--- Instructions for the task ---
For the word "brackets", count the lines of the listing that contain it and give only the count.

BEGIN Excerpted records

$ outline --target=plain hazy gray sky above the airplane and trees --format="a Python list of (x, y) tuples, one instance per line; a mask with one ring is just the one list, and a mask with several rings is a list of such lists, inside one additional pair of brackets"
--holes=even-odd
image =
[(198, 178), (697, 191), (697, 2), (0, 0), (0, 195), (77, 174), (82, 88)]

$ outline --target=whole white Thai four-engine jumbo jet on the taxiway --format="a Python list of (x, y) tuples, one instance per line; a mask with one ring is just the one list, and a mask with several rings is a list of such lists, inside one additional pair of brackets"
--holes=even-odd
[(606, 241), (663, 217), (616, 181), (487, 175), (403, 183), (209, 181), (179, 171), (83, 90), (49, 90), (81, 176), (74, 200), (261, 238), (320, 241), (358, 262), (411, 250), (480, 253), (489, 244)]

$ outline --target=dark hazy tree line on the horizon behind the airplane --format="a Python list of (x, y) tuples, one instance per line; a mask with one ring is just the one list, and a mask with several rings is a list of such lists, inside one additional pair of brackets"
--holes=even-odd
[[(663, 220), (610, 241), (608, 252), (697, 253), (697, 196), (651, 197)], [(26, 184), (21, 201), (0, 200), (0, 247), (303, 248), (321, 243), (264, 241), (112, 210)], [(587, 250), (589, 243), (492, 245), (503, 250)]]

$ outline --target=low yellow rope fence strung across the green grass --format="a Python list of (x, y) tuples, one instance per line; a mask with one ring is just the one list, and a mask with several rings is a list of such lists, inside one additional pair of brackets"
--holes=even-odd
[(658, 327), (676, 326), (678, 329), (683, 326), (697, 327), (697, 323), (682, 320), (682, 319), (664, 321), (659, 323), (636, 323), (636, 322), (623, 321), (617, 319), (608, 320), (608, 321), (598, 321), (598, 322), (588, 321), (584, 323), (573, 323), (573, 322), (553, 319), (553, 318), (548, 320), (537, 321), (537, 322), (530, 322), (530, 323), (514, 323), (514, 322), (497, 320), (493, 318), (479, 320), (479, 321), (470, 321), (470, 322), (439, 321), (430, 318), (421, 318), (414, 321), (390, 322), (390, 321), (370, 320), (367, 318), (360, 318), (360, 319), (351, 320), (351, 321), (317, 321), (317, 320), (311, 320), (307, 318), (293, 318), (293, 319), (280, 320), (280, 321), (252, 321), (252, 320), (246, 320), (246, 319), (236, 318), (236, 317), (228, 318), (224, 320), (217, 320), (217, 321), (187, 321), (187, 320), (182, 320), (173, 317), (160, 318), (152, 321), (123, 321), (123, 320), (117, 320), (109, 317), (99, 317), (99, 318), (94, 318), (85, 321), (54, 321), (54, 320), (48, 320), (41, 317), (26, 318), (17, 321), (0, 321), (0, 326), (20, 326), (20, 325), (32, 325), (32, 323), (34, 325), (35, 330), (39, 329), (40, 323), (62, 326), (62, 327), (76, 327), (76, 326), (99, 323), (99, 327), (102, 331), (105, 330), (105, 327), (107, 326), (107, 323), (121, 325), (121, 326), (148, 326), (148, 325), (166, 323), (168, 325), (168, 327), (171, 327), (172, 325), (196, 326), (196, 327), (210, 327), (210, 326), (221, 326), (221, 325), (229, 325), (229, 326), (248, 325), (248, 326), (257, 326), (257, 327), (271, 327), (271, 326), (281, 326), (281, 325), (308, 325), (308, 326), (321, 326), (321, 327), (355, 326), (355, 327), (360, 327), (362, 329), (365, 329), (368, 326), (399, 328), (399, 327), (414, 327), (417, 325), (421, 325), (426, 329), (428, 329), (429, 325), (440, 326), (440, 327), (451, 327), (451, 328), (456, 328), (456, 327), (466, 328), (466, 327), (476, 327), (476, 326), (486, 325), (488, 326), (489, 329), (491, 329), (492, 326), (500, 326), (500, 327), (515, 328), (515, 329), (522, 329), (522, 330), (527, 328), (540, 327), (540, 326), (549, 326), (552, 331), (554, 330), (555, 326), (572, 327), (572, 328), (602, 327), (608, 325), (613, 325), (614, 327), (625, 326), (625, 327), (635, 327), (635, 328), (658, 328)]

END Excerpted records

--- Exercise result ---
4